PROBLEM TO SOLVE: Go through the listing beneath and show each line containing the string "coil".

AVAILABLE DATA:
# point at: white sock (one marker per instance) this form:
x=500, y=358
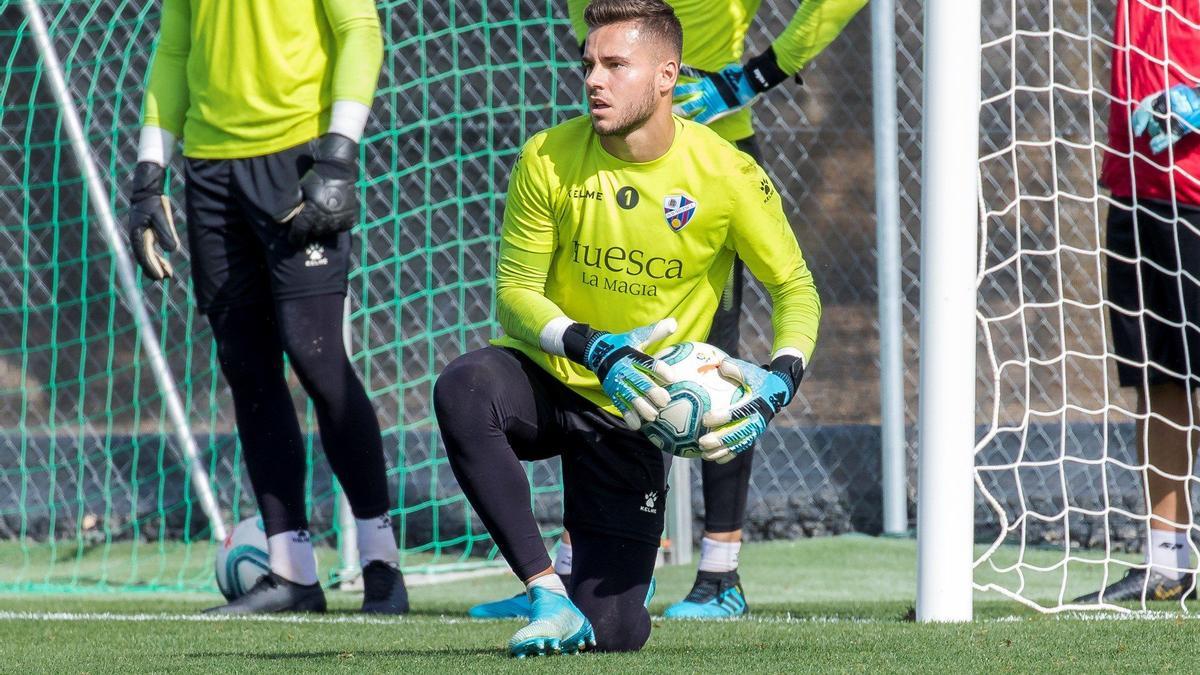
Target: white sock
x=1169, y=553
x=292, y=557
x=552, y=583
x=719, y=556
x=377, y=541
x=563, y=559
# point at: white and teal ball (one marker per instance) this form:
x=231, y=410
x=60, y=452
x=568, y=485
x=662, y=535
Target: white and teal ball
x=243, y=559
x=701, y=388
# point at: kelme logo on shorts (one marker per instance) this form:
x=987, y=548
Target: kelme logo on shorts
x=316, y=254
x=678, y=209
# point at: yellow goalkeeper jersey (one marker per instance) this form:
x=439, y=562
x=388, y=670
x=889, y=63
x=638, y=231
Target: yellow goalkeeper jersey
x=241, y=78
x=618, y=244
x=714, y=36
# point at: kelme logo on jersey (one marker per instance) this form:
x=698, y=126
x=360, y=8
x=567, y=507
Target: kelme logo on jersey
x=678, y=209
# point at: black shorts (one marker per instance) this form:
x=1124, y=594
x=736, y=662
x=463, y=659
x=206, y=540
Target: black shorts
x=615, y=482
x=1156, y=320
x=240, y=255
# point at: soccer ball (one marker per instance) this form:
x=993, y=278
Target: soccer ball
x=703, y=388
x=243, y=559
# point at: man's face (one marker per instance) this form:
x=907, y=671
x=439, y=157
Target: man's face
x=627, y=75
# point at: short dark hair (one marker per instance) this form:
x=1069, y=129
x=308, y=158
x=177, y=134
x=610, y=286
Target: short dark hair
x=654, y=16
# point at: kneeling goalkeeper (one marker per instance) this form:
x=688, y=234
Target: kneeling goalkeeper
x=619, y=233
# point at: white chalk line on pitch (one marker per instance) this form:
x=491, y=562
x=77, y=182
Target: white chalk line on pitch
x=67, y=616
x=349, y=620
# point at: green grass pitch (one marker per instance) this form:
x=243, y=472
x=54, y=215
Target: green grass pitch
x=832, y=604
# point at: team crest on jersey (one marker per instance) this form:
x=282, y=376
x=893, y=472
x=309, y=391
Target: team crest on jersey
x=678, y=209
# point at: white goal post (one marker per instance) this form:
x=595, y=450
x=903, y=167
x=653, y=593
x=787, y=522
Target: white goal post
x=1033, y=482
x=949, y=228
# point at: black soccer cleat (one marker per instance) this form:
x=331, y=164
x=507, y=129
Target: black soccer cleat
x=383, y=589
x=273, y=593
x=715, y=595
x=1135, y=587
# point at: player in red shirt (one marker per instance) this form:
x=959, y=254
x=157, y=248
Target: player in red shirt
x=1152, y=167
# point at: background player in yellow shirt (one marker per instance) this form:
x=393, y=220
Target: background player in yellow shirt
x=270, y=99
x=621, y=230
x=715, y=89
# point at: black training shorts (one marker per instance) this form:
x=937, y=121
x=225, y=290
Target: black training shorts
x=240, y=255
x=615, y=479
x=1155, y=298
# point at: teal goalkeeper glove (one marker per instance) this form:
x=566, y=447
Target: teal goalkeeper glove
x=707, y=96
x=736, y=430
x=150, y=223
x=1180, y=103
x=624, y=370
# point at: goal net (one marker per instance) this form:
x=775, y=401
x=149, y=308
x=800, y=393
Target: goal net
x=1062, y=502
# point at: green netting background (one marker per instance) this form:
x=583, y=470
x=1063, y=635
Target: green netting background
x=91, y=490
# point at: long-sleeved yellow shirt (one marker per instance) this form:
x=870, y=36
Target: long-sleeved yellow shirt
x=619, y=244
x=241, y=78
x=714, y=36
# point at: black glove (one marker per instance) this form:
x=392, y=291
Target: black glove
x=150, y=223
x=329, y=191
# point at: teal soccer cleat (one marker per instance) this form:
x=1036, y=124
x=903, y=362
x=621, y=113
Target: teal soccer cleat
x=517, y=607
x=556, y=626
x=715, y=595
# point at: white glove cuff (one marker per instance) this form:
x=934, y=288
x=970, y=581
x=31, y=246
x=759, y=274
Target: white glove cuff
x=791, y=352
x=156, y=145
x=551, y=339
x=348, y=119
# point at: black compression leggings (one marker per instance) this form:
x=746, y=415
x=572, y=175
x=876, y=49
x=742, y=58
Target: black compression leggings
x=251, y=342
x=726, y=485
x=491, y=419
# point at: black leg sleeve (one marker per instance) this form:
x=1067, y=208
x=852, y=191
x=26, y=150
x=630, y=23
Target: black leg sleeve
x=726, y=485
x=252, y=362
x=485, y=405
x=610, y=578
x=311, y=330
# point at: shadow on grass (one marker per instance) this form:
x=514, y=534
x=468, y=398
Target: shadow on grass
x=352, y=653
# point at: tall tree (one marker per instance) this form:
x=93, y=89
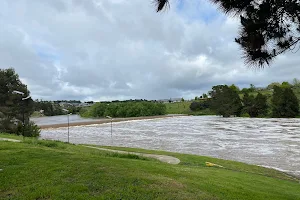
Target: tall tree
x=268, y=27
x=12, y=107
x=225, y=101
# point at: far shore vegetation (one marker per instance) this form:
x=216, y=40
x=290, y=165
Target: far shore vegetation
x=43, y=169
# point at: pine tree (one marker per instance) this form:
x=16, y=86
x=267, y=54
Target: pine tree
x=267, y=29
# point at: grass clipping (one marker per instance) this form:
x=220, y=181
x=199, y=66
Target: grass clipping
x=209, y=164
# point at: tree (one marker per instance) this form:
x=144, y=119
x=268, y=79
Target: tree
x=286, y=85
x=271, y=86
x=261, y=105
x=13, y=110
x=296, y=82
x=225, y=101
x=235, y=88
x=199, y=105
x=267, y=27
x=284, y=103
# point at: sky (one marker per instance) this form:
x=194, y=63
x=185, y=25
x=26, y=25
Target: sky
x=122, y=49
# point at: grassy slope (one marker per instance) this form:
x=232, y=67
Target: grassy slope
x=54, y=170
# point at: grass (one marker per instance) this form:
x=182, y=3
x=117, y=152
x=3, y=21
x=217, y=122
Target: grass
x=55, y=170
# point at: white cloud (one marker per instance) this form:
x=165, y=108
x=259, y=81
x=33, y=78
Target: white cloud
x=104, y=49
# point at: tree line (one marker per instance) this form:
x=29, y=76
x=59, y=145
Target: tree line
x=279, y=102
x=124, y=109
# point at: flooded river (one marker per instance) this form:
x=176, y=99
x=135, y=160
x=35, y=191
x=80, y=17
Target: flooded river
x=268, y=142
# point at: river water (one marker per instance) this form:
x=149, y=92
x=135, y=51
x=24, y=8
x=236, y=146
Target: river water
x=268, y=142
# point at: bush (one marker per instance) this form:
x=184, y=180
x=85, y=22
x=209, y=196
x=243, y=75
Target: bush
x=197, y=106
x=124, y=109
x=29, y=130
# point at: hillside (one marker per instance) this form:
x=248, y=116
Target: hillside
x=54, y=170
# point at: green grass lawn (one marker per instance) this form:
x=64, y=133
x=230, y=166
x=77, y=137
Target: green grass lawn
x=37, y=169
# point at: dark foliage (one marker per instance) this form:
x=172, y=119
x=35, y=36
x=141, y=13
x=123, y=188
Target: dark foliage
x=13, y=110
x=124, y=109
x=255, y=106
x=199, y=105
x=225, y=101
x=285, y=103
x=268, y=27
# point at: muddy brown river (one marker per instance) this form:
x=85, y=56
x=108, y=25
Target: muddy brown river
x=271, y=143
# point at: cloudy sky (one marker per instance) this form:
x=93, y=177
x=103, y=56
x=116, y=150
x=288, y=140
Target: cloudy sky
x=122, y=49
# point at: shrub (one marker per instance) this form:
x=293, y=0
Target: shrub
x=29, y=130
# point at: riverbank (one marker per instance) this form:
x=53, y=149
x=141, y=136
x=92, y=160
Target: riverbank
x=102, y=121
x=56, y=170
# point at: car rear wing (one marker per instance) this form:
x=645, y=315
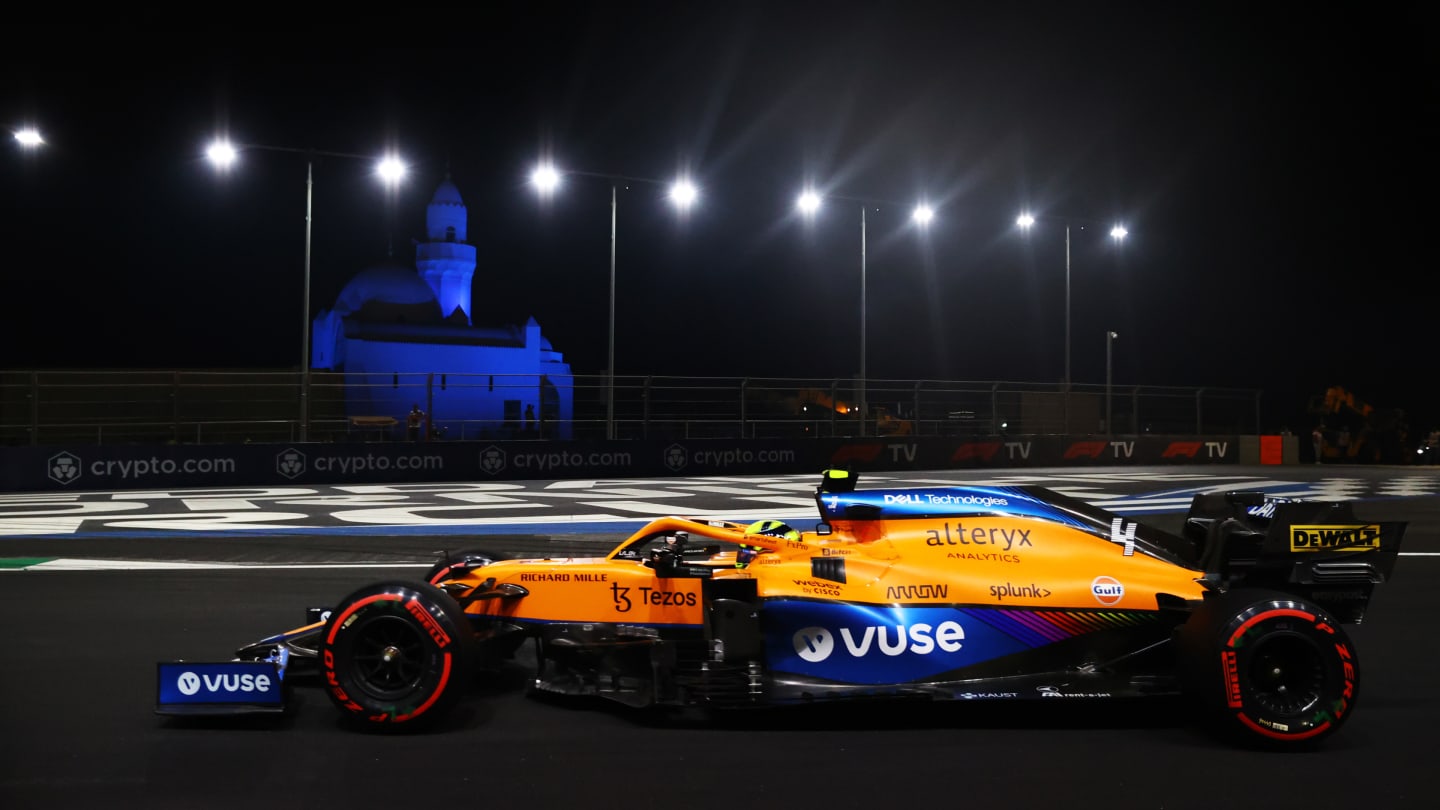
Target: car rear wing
x=1311, y=548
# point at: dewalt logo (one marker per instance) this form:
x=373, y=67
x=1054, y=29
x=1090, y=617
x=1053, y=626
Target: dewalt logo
x=1335, y=538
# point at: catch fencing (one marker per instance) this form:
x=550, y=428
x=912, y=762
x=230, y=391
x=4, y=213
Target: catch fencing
x=238, y=407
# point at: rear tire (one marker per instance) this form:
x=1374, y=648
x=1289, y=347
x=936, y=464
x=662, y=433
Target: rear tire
x=396, y=656
x=1269, y=669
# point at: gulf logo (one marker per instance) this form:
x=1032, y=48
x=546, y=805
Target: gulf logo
x=1108, y=590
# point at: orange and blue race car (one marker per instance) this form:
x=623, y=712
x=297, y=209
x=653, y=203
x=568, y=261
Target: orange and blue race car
x=965, y=593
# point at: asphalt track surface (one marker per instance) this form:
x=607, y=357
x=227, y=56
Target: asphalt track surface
x=90, y=606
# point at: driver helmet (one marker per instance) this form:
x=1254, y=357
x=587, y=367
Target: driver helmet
x=768, y=528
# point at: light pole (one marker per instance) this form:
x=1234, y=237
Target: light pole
x=29, y=139
x=390, y=169
x=1109, y=343
x=808, y=203
x=683, y=193
x=1118, y=232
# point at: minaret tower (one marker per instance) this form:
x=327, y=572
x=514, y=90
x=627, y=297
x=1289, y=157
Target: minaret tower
x=445, y=261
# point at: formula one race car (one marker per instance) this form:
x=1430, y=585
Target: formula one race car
x=962, y=593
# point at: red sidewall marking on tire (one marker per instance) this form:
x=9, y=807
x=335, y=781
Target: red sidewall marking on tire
x=340, y=620
x=1273, y=734
x=1240, y=630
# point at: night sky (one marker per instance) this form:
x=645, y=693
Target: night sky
x=1270, y=162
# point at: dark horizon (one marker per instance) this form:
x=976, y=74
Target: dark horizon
x=1259, y=160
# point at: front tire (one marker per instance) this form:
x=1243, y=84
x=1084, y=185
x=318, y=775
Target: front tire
x=396, y=656
x=1270, y=669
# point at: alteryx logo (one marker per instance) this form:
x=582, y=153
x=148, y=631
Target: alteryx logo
x=64, y=467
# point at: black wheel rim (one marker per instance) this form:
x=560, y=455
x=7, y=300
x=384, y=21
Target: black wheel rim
x=1286, y=675
x=389, y=656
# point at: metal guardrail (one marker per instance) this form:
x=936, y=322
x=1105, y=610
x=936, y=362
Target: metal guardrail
x=226, y=407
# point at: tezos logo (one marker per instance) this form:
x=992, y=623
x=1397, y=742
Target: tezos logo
x=64, y=467
x=1108, y=590
x=491, y=460
x=290, y=463
x=676, y=457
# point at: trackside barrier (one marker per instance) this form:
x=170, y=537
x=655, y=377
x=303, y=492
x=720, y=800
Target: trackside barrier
x=120, y=467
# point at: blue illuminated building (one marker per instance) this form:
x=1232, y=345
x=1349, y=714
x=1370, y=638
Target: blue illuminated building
x=406, y=336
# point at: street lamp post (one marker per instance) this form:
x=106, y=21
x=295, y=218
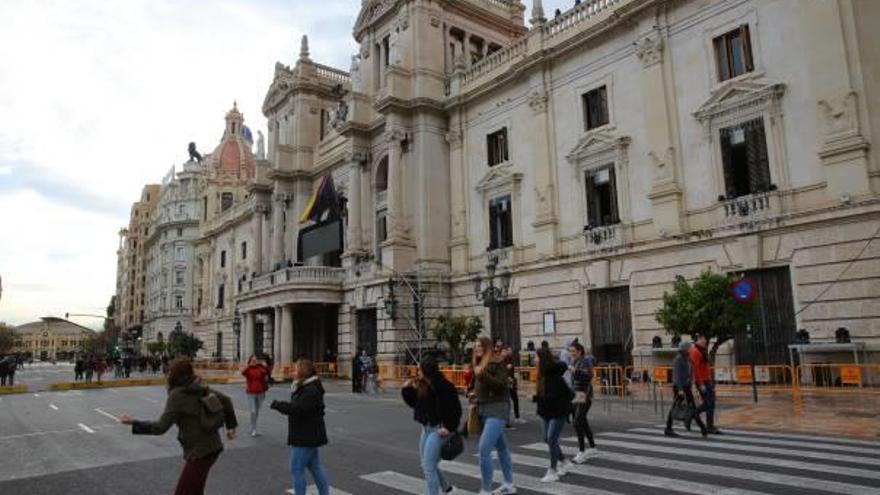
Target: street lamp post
x=491, y=294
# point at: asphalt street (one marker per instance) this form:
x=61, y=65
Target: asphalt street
x=69, y=442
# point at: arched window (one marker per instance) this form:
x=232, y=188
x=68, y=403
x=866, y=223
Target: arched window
x=382, y=175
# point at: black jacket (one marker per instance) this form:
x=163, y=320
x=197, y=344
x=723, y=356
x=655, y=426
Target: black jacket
x=305, y=415
x=440, y=405
x=557, y=397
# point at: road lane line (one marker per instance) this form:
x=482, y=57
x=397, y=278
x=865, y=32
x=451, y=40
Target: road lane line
x=680, y=442
x=402, y=482
x=105, y=413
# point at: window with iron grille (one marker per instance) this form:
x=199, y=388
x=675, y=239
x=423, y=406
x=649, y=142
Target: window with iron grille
x=595, y=108
x=497, y=147
x=500, y=223
x=733, y=53
x=744, y=156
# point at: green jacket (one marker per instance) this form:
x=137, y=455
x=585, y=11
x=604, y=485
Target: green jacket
x=493, y=384
x=184, y=409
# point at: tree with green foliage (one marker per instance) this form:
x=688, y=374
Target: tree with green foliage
x=457, y=332
x=704, y=307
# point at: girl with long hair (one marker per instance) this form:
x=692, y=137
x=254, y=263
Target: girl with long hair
x=554, y=406
x=306, y=431
x=186, y=406
x=436, y=407
x=492, y=394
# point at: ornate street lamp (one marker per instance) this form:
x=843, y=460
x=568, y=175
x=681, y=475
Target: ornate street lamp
x=390, y=301
x=236, y=331
x=491, y=294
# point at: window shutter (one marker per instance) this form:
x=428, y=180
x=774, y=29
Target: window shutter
x=756, y=152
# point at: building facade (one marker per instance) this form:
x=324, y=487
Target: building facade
x=554, y=179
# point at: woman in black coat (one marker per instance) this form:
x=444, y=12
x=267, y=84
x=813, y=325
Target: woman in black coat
x=436, y=407
x=554, y=406
x=305, y=427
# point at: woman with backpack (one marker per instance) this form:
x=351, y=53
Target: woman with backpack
x=436, y=407
x=492, y=396
x=257, y=376
x=305, y=427
x=554, y=406
x=199, y=412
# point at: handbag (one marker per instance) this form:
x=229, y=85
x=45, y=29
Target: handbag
x=682, y=410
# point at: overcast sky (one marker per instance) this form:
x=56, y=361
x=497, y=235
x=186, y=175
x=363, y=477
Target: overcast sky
x=98, y=98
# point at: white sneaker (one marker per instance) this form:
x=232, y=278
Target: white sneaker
x=563, y=468
x=550, y=477
x=505, y=490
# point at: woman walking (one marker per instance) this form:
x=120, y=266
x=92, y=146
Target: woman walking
x=554, y=406
x=436, y=407
x=582, y=378
x=256, y=375
x=198, y=412
x=305, y=427
x=492, y=395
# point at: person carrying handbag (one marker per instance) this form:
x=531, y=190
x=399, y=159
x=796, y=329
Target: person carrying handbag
x=436, y=407
x=683, y=406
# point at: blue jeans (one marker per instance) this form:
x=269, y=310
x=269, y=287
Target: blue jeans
x=429, y=451
x=493, y=438
x=302, y=458
x=552, y=430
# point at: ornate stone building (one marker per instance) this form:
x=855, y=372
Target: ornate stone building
x=554, y=179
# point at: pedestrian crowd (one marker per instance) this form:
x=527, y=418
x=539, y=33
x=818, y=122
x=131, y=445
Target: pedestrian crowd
x=563, y=396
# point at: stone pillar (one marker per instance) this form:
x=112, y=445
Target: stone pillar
x=247, y=348
x=277, y=231
x=276, y=334
x=286, y=333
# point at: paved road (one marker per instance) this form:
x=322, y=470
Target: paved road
x=68, y=442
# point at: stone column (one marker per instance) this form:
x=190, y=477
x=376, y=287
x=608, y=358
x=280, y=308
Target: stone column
x=286, y=333
x=277, y=231
x=247, y=348
x=276, y=334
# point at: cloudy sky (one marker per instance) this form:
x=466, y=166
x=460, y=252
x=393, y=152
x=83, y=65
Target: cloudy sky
x=98, y=98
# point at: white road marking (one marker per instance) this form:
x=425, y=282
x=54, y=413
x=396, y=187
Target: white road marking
x=105, y=413
x=787, y=443
x=402, y=482
x=745, y=448
x=746, y=459
x=671, y=465
x=527, y=482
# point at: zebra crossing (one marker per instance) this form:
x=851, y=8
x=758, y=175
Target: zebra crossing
x=644, y=461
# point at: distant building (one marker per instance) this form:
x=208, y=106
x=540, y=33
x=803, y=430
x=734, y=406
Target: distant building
x=51, y=338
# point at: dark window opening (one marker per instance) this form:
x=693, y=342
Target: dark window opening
x=497, y=147
x=602, y=197
x=500, y=223
x=744, y=155
x=733, y=53
x=596, y=108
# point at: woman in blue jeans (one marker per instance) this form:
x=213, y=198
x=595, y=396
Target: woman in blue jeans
x=554, y=406
x=492, y=396
x=437, y=408
x=306, y=430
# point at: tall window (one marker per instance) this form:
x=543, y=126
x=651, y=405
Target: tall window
x=601, y=197
x=497, y=147
x=225, y=201
x=595, y=108
x=500, y=223
x=733, y=53
x=744, y=155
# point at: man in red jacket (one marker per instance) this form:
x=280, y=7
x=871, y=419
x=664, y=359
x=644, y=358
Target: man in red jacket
x=699, y=357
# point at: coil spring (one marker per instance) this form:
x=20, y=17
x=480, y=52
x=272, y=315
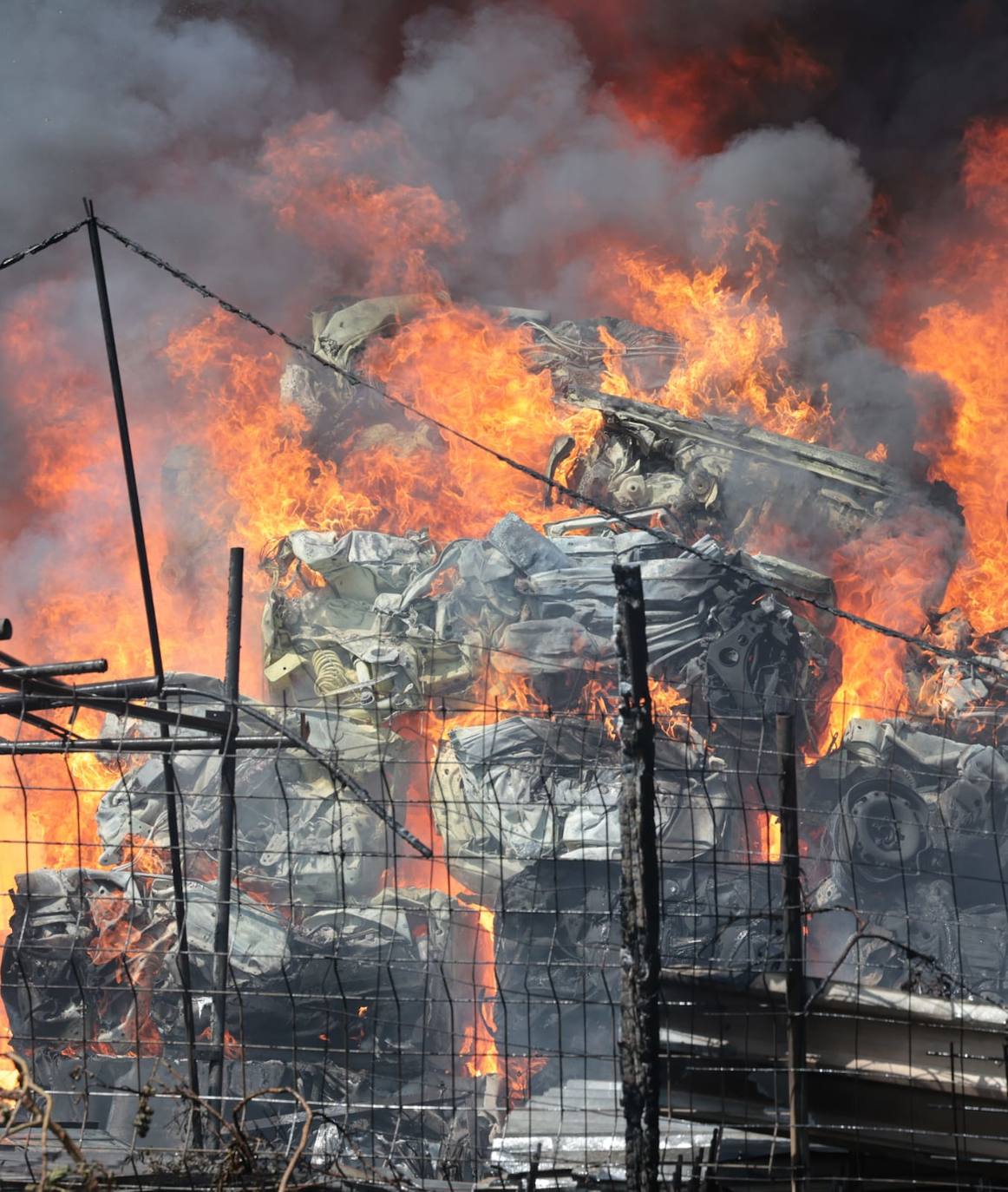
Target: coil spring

EXERCISE ANSWER:
# point at: coil spring (one marker per instance) this form:
Target: coil spring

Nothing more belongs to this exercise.